Exercices:
[A] Recopiez mot pour mot le passage de l'extrait sur l'œuvre de Kokis, en commençant par « Quand j’ai écrit » et en poursuivant jusqu'à « dépourvu de substance[8]. ».
[B] Prolongez l'extrait consacré à l'œuvre de Kokis à partir du point où il s'interrompt.

Source:
******

Quand j’ai écrit Le pavillon des miroirs, je possédais quelques centaines de tableaux et des gravures, ainsi que des milliers de dessins auxquels je voulais donner un sens global, quelque chose comme un petit statut ontologique pour me rassurer. Le long exil en pays étranger commençait à me faire sentir trop dépourvu de substance[8].

Il s’agira dans cet article d’étudier comment ce sentiment d’étrangeté, émanant d’une révélation de la paratopie pour Kokis, se cristallise autour d’« identités floues », de représentations caricaturales, excessives et stéréotypées. Le clown illustre la présence de parias au Brésil, pays d’origine de l’auteur et narrateur, tandis que le masque prédomine dans les extraits portant sur l’exil canadien. Après nous être penché sur ces deux figures du flou, nous étudierons le registre macabre, omniprésent dans les peintures et textes de Kokis, en nous concentrant précisément sur l’ekphrasis et la description de danses macabres où se retrouvent chacune des figures gravitant autour du personnage central qu’est le peintre.

******

Données sources:
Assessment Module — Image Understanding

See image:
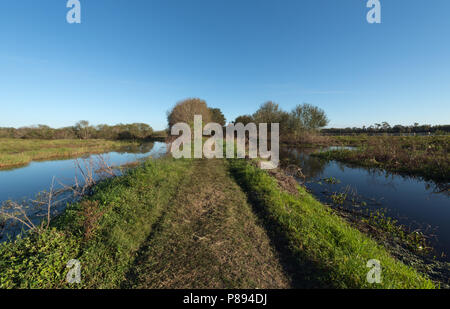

******

Résultats:
[A]
Quand j’ai écrit Le pavillon des miroirs, je possédais quelques centaines de tableaux et des gravures, ainsi que des milliers de dessins auxquels je voulais donner un sens global, quelque chose comme un petit statut ontologique pour me rassurer. Le long exil en pays étranger commençait à me faire sentir trop dépourvu de substance[8].

[B]
Le Clown

Structuré par l’alternance explicitement paratopique de chapitres aux tons et thèmes diamétralement opposés, Le pavillon des miroirs est considéré comme un « roman migrant » notamment à cause de la juxtaposition de ses chapitres pairs, dédiés au Canada, et de ses chapitres impairs, centrés sur la terre natale, le Brésil. Le Canada, terre d’accueil et pays du « trop peu », voit évoluer un narrateur désabusé, enseveli sous des couches de voiles et des masques tandis que le Brésil, pays du « trop-plein », riche en couleurs et en tumultes, met en scène un narrateur enfant et l’entoure de figures de clowns. Décrit comme une figure représentant l’essence de l’altérité,

the clown and its extended family of fools, jesters, picaros and tricksters, has a variety of functions all focused around its status and image of being “other”. […] Its mask may serve as a projection of a society’s illusions or repressed utopian longings ; or it may function as an ironic celebration of the “other” that is feared, denied and substituted by falsehood[9].

Précise et pourtant intrigante, cette citation de David Robb problématise la relation paradoxale entre le clown et la société qu’il habite. Partant du postulat que l’altérité est un concept relationnel et que, comme Janet Paterson l’écrit, « aucune figure d’altérité ne peut être investie d’un contenu ou d’une valeur fixe, immuable, essentialiste[10] », nous montrerons d’abord comment une norme sociale intangible fixe la société brésilienne, pour ensuite voir comment naît, à sa marge, une faune de parias sociaux : les clowns.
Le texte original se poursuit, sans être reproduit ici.